■ **WHAT THE EXERCISE ASKS**
Reproduce every line of the records below word for word, leaving out the pictures.

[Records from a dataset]
>> start

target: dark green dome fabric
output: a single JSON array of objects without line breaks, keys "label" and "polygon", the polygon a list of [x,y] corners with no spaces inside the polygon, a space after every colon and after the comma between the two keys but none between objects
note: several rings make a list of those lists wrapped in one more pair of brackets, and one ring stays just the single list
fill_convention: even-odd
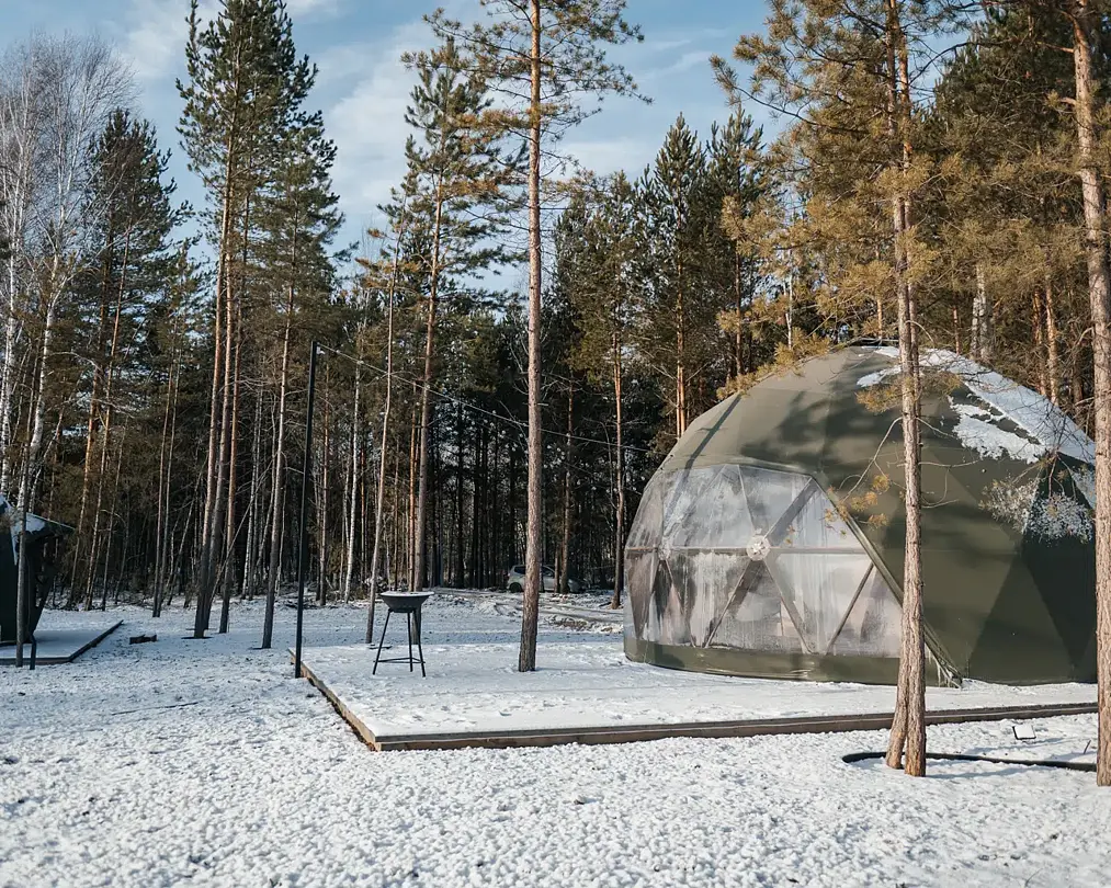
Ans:
[{"label": "dark green dome fabric", "polygon": [[[630,527],[631,658],[894,680],[897,374],[893,350],[841,349],[691,424]],[[923,379],[930,679],[1092,680],[1091,442],[1037,393],[957,355],[925,355]]]}]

>> end

■ **RESPONSE TO THE TASK**
target: dark green dome fabric
output: a single JSON array of objects without line breaks, keys "label" and "polygon", the polygon a list of [x,y] corners with no spaces inside the polygon, a space after every colon and after the comma between the two keys but none between objects
note: several rings make a list of those lists wrapped in one more pair of brackets, and one ring stays just the single list
fill_convention: even-odd
Ans:
[{"label": "dark green dome fabric", "polygon": [[[630,527],[631,658],[894,680],[897,374],[893,350],[841,349],[691,424]],[[923,379],[930,679],[1092,680],[1091,442],[1037,393],[957,355],[925,355]]]}]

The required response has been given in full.